Starting at the line that contains "Target: leafy foliage overhead", return each line exactly as written until the listing below ends, and return no other line.

□ □ □ □ □

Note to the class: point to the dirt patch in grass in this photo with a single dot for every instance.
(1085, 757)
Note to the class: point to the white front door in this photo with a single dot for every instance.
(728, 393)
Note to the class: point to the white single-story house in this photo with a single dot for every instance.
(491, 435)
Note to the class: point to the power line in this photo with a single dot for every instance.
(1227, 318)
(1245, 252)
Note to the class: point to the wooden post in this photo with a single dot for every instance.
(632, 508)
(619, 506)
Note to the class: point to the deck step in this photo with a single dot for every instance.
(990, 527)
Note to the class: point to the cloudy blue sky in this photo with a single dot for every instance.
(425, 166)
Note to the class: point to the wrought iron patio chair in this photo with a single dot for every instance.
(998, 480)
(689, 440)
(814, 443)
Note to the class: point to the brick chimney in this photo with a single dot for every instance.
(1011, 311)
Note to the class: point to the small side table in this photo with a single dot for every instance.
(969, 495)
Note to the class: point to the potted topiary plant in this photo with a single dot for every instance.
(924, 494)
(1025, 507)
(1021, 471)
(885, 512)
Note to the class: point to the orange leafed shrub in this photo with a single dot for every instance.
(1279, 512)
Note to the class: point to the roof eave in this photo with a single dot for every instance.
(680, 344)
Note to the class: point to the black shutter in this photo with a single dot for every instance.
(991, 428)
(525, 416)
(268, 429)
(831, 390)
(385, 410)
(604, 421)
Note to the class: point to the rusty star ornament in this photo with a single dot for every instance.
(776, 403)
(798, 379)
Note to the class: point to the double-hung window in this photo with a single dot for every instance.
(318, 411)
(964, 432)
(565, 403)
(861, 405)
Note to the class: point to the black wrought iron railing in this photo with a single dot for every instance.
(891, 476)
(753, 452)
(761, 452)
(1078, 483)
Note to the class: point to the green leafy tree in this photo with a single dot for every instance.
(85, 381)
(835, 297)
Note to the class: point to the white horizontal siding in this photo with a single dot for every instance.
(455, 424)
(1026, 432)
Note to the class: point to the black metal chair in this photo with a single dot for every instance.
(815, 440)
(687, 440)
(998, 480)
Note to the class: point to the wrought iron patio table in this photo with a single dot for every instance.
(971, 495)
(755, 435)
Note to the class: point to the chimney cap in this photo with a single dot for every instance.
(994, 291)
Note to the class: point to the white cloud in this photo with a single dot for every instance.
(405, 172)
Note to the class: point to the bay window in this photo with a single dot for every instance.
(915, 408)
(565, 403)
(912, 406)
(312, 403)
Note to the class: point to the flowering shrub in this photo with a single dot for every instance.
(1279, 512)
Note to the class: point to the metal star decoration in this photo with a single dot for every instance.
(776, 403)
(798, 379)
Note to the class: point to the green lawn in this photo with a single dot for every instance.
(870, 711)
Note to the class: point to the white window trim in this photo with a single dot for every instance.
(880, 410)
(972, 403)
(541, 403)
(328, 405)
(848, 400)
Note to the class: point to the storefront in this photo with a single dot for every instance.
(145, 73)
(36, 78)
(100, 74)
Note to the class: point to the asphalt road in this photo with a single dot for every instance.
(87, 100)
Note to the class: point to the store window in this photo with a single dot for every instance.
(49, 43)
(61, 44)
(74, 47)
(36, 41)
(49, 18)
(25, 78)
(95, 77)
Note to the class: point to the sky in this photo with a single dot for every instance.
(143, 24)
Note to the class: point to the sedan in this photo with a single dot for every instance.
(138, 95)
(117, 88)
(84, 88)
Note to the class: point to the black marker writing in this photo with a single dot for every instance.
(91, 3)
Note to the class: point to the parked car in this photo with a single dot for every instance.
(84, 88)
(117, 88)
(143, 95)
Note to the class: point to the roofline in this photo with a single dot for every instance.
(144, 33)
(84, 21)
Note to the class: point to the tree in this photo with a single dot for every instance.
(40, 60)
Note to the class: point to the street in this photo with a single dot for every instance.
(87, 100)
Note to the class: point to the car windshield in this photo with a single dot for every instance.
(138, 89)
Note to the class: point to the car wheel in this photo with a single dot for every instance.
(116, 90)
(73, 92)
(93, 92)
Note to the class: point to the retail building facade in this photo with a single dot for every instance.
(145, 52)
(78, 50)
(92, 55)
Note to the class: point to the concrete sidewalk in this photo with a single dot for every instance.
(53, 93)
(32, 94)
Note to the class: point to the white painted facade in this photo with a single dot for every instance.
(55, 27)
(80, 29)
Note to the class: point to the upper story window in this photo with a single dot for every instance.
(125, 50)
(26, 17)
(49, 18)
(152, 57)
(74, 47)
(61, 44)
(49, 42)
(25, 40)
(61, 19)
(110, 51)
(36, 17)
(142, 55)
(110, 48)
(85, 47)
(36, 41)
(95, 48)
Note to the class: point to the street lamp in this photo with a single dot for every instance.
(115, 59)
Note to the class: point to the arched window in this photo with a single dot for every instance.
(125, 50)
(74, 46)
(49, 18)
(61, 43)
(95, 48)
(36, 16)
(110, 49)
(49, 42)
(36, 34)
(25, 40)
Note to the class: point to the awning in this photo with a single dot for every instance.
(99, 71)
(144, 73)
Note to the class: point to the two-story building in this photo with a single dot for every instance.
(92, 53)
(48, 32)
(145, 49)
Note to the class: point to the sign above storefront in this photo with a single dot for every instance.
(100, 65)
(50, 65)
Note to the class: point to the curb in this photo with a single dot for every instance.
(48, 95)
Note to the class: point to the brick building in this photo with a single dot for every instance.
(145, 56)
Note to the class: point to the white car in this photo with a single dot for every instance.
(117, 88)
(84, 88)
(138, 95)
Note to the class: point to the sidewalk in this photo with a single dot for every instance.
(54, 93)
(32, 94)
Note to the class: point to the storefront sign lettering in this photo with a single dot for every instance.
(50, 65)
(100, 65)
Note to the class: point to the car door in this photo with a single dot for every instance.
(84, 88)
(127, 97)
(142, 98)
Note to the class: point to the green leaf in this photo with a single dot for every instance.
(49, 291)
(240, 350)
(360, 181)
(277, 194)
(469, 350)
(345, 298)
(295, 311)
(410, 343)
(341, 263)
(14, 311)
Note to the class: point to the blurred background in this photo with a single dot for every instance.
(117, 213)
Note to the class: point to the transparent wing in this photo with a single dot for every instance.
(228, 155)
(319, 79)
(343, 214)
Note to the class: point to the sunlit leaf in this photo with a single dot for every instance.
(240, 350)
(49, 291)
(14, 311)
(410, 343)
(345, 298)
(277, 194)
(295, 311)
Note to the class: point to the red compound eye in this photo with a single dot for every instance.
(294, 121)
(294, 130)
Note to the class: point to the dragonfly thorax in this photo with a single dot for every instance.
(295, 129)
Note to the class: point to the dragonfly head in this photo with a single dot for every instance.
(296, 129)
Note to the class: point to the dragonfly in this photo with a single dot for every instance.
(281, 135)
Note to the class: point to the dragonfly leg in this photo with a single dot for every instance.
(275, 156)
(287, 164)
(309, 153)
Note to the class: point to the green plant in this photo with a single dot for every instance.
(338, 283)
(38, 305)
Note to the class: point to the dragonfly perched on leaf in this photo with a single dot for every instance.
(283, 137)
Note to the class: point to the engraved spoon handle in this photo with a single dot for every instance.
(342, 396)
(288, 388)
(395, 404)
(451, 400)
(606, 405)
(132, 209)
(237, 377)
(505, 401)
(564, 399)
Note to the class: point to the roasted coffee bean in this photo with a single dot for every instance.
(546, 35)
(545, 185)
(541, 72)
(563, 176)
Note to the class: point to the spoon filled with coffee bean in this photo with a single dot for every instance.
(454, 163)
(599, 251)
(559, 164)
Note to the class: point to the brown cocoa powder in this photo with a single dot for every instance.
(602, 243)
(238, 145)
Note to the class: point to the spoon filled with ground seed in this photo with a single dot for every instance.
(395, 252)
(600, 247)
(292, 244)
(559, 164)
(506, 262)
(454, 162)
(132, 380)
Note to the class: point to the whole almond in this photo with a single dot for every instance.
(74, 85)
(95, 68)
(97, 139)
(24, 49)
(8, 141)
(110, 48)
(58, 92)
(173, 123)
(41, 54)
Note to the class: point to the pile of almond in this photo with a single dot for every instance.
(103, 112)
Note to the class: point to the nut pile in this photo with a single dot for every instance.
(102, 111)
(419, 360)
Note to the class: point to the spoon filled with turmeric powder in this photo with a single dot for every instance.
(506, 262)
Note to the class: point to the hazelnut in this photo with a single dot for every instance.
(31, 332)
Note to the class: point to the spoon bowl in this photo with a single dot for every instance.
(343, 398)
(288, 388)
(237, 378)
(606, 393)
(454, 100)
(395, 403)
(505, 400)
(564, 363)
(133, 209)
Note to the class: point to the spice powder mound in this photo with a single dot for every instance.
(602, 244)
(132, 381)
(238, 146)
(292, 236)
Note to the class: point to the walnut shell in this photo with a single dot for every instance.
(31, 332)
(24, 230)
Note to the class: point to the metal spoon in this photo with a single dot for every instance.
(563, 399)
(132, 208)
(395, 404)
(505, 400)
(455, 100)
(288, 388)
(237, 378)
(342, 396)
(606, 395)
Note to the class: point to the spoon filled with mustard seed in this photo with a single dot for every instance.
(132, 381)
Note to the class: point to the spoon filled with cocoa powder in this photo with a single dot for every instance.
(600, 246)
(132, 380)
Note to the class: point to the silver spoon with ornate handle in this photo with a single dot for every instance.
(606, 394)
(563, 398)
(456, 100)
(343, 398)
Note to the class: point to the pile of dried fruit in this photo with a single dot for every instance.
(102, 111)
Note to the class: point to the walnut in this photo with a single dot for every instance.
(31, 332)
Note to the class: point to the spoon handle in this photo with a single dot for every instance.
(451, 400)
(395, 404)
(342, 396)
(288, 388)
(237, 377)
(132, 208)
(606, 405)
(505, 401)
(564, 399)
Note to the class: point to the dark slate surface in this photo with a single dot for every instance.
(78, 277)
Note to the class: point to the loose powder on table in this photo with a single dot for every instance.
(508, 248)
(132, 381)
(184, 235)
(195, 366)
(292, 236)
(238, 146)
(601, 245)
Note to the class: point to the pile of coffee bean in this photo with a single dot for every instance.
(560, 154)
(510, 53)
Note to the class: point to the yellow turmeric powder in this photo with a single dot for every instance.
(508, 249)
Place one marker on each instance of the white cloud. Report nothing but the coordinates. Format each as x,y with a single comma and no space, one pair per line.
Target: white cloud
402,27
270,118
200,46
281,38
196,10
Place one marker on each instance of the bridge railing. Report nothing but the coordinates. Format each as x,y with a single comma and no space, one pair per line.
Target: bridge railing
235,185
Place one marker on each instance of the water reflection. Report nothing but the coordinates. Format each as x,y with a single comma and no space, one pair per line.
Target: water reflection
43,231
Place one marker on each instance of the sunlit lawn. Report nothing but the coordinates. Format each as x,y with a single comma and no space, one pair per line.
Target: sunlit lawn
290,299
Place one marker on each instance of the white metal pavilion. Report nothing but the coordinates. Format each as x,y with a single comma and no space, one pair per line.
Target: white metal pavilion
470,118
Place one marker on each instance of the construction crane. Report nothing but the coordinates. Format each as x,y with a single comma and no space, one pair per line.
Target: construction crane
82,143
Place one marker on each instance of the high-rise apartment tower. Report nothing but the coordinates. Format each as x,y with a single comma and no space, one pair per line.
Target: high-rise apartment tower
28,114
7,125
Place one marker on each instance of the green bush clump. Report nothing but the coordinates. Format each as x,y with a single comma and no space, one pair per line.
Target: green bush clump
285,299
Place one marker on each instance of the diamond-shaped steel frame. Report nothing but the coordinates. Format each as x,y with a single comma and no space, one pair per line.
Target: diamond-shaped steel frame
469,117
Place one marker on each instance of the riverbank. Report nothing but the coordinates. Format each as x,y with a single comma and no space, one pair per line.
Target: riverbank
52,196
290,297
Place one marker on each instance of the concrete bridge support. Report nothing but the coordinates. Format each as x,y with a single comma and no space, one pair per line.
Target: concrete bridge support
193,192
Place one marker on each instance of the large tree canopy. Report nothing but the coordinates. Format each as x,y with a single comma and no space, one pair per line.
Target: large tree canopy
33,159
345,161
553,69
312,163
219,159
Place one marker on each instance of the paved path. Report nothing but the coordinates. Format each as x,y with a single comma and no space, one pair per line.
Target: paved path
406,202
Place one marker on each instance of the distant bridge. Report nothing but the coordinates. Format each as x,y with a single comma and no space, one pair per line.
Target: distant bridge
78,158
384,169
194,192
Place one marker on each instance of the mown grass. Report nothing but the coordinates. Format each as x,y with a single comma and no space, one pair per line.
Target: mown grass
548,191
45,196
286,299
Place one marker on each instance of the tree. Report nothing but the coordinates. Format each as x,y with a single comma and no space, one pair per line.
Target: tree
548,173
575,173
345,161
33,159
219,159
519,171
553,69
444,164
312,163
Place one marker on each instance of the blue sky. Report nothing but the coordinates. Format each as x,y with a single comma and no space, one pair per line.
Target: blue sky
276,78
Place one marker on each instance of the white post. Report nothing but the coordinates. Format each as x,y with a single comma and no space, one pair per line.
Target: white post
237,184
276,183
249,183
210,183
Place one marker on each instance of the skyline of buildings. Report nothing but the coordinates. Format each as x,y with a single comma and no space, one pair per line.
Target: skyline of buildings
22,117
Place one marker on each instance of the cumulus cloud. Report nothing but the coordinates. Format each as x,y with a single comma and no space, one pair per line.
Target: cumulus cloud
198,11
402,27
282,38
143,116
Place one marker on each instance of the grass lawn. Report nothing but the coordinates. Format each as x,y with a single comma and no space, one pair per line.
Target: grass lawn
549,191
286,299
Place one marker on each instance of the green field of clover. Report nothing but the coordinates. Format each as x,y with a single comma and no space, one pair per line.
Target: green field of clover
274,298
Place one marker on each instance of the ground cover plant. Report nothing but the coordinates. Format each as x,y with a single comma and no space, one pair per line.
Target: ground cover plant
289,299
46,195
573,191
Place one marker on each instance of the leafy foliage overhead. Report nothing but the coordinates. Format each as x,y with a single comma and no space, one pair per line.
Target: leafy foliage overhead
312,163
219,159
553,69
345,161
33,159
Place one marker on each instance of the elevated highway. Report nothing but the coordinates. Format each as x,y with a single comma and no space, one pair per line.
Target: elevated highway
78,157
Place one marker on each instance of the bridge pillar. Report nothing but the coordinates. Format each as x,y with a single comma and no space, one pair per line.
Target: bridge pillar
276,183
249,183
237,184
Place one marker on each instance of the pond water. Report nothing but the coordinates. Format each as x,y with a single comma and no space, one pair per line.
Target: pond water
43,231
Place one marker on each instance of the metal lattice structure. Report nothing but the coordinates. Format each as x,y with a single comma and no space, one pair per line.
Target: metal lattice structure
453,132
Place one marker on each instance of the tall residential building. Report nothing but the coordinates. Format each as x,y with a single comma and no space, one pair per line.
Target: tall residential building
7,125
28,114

□ □ □ □ □

EXERCISE SOLUTION
Target: leafy foliage overhead
312,163
219,159
553,69
345,161
33,159
Place one marker on each instance of the elevated highway. Report nothing but the coordinates. Format each as x,y with a single comma and no space, one pair per line.
Target: elevated highway
78,157
Place one marker on each instance of the bridge pillar. Report nothing but the coordinates. Format each as x,y with a single comma and no space, one pair per line.
Target: bridge pillar
276,183
249,183
237,184
Place one marker on each instance of the pond water. Report nothing but the coordinates. Format each as x,y with a single comma and no space, one pair per line.
Target: pond water
43,231
Place one marker on each instance of the metal lattice structure. Report nothing but the coordinates. Format each as x,y with a single comma and no space, one pair per line.
Target: metal lattice structure
453,132
Place one marker on each instance of the tall residential building. Report nothing but the coordinates. Format each as x,y with a single comma and no space, one pair per line.
Target: tall residential building
7,125
28,114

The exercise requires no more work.